**O QUE FAZER**
Continue o texto sobre o relato da ciclista Hannah Dines acerca das dores causadas pelo selim, começando logo após a última frase apresentada.

**TEXTO PARA ANÁLISE**
========================================================================
Imagem: Autor Desconhecido
A entrevista da ciclista
britânica operada por causa do selim:
Hannah Dines relata ao 'The
Guardian' anos de sofrimento em treinos e competições
A ciclista britânica Hannah Dines
abriu um livro que poucos conhecem: o sofrimento por que passam as
profissionais de ciclismo por causa do selim.
O relato de dor desta atleta
impressiona.
Hannah chegou mesmo a ter de
sujeitar-se a operações na vulva.
"O cirurgião plástico que procurei disse-me que nunca tinha
operado uma ciclista e que nunca tinha visto um caso como o meu",
contou a atleta numa crônica assinada no jornal inglês 'The Guardian.
"'Já vi inflamações crónicas da vulva, mas... em pacientes que
compulsivamente se esfregam em varões', disse-me, antes de um longo
silêncio."
"Apesar da destruição, da dor e do trauma que o selim me causava,
eu continuava a treinar. No meu caso, sendo uma ciclista profissional, pode ser
visto como uma espécie de loucura. Sou a quarta melhor ciclista de pista do
Mundo, treino todos os verões com o intuito de ganhar medalhas. Mas depois de
ser 5.ª nos Jogos Paraolímpicos do Rio de Janeiro, em 2016, deixei de ser
apoiada pelo governo e, tecnicamente, treino e compito com poucos apoios",
contou a atleta.
"Embora a maioria dos custos com as corridas estejam assegurados,
luto para pagar a renda. O ciclismo é a minha paixão, mas é também causador de
muitas dores. Em 2018 atingi o pico da dor, depois de cinco anos pedalando",
contou Hannah, que está fora do programa olímpico e não é acompanhada pelos
médicos da federação britânica de ciclismo.
========================================================================
Dados de localização de pontos
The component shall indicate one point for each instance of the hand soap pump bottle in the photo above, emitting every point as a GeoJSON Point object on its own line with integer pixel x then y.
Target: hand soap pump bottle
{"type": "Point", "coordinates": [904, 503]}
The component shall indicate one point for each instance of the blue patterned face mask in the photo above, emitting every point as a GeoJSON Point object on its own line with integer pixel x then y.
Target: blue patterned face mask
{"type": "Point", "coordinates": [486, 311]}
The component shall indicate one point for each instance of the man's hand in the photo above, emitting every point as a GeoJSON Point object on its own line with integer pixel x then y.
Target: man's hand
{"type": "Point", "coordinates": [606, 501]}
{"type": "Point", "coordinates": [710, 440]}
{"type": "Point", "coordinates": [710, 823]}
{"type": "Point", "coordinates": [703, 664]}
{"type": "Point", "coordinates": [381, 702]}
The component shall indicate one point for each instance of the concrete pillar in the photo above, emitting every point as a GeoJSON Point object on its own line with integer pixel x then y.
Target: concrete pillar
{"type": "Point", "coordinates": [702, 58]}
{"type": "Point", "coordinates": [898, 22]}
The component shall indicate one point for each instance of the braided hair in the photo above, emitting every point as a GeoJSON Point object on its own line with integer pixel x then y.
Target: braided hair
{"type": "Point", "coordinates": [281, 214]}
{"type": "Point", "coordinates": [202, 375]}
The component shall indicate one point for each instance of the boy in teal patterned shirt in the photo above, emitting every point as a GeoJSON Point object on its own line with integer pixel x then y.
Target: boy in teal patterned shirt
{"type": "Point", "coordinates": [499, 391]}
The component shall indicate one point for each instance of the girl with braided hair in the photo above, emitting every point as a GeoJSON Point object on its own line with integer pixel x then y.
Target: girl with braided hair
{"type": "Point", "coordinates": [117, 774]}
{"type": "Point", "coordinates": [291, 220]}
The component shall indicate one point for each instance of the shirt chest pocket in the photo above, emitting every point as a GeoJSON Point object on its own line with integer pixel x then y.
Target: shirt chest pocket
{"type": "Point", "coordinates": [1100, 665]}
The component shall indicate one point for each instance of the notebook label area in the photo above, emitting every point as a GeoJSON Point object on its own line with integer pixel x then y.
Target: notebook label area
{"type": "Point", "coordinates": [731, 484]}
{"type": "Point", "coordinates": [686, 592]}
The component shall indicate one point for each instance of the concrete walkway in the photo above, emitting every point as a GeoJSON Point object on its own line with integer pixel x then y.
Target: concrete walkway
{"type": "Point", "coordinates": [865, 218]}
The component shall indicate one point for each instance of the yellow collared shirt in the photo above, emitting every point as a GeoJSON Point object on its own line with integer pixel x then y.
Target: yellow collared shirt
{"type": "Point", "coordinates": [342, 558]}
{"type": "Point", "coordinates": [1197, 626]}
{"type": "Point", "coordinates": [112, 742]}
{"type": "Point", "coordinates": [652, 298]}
========================================================================
**RESULTADO ABAIXO**
"Felizmente encontrei o Phil
Burt, um antigo clínico da federação. Ele disse-me que o inchaço no meu caso
era muito grave e que a única solução era a cirurgia", prosseguiu.
"Quando devia ter procurado ajuda? Quando era um jovem talento da
federação britânica, em 2014, e vi uma grande quantidade de pele e pelo saírem
da minha vulva no banheiro de um hotel. Por sorte eu estava no banheiro",
frisou.
"A federação deu-nos um ótimo kit - calções, sapatos, luvas... -,
mas nada de pomada anti-abrasão, nenhuma conversa médica sobre este tipo de
problemas. A mensagem era 'se mostrar fraqueza, está fora'. Por isso, naquele
dia me vesti e puxei a fila".
Hannah prossegue o seu impressionante
relato: "Eu diria que há uma
hierarquia nos ferimentos, desde o que é mais fácil de aliviar, até à pior das
consequências. Escoriações e pele morta, infeções, feridas abertas, pelos
encravados, bolhas. Se houver pus, é preciso removê-lo e deixar a ferida
respirar. Sem emplastros."
Mas há mais: "Há o inchaço crônico, sem infeção de superfície, que é o meu
caso. Pode ser causado por danos linfáticos, veias comprimidas, acumulação de
gordura necrótica, condições variadas das glândulas ou todas, devido em alguns
casos ao câncer."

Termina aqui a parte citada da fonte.